Stated problem. Copy verbatim every line from the one containing "of the jeans" through the last line of the items, including both.

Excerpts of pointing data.
***
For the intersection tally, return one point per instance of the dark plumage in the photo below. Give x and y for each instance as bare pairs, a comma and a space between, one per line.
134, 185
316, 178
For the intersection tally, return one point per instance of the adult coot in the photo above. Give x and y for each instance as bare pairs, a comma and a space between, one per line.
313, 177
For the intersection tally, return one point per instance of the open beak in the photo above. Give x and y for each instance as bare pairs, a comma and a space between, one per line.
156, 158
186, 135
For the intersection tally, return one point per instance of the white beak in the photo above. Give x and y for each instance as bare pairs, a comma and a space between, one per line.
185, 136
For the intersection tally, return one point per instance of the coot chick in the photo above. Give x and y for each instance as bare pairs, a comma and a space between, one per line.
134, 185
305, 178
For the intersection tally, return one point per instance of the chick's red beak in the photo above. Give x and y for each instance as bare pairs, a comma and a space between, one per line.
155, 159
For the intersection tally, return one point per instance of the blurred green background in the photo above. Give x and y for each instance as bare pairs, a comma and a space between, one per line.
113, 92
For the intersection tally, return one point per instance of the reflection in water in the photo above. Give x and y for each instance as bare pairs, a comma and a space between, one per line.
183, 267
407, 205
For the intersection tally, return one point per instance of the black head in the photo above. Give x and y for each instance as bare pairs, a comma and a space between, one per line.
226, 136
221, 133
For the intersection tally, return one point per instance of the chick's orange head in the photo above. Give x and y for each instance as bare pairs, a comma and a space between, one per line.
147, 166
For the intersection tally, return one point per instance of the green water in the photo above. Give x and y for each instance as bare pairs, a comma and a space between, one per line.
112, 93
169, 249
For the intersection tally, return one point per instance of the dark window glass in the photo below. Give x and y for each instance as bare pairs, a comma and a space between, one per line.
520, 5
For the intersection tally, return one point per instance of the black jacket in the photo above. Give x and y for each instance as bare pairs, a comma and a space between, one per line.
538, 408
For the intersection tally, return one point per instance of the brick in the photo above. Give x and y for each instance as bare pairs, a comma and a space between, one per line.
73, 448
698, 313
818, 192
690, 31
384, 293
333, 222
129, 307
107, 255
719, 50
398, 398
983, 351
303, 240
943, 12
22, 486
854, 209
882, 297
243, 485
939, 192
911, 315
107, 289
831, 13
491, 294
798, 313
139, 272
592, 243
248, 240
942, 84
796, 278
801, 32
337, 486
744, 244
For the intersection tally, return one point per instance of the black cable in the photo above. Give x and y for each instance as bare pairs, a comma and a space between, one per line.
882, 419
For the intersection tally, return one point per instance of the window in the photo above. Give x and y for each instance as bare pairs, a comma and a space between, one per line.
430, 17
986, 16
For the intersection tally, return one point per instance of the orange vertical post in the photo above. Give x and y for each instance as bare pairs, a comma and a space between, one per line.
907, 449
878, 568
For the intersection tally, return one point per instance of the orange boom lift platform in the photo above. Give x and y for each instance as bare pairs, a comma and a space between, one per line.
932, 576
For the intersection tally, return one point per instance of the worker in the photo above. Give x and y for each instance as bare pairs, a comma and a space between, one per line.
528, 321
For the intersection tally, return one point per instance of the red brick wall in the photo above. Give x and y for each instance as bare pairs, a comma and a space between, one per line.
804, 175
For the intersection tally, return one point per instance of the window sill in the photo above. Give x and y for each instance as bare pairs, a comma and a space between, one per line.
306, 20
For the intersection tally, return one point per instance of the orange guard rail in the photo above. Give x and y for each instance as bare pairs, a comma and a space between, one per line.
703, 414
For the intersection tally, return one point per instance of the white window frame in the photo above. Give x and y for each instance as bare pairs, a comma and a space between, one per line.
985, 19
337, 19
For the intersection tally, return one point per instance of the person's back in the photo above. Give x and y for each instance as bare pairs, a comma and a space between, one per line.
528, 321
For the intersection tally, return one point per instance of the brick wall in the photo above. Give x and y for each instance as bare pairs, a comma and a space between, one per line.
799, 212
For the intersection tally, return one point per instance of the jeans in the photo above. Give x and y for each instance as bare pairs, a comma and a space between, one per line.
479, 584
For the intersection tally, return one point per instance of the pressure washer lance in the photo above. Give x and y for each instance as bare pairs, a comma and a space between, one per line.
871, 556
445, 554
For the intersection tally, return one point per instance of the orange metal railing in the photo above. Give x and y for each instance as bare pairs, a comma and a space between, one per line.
***
Correct output.
For the intersection tally, return one point per instance of the jeans in the photo above. Give x and y for each instance as bare pairs, a comma and a space between, one per line.
479, 584
For the intersection tally, return one point per instance of the pressure washer lance in the photo above. Give x and y for each instance as bare pairs, a comma and a space between, one per line.
871, 556
445, 554
For the intersection tally, return one point per instance of the orange metal railing in the photo above. Give x and y for each instance as bare pairs, a comma and a space between, one per line.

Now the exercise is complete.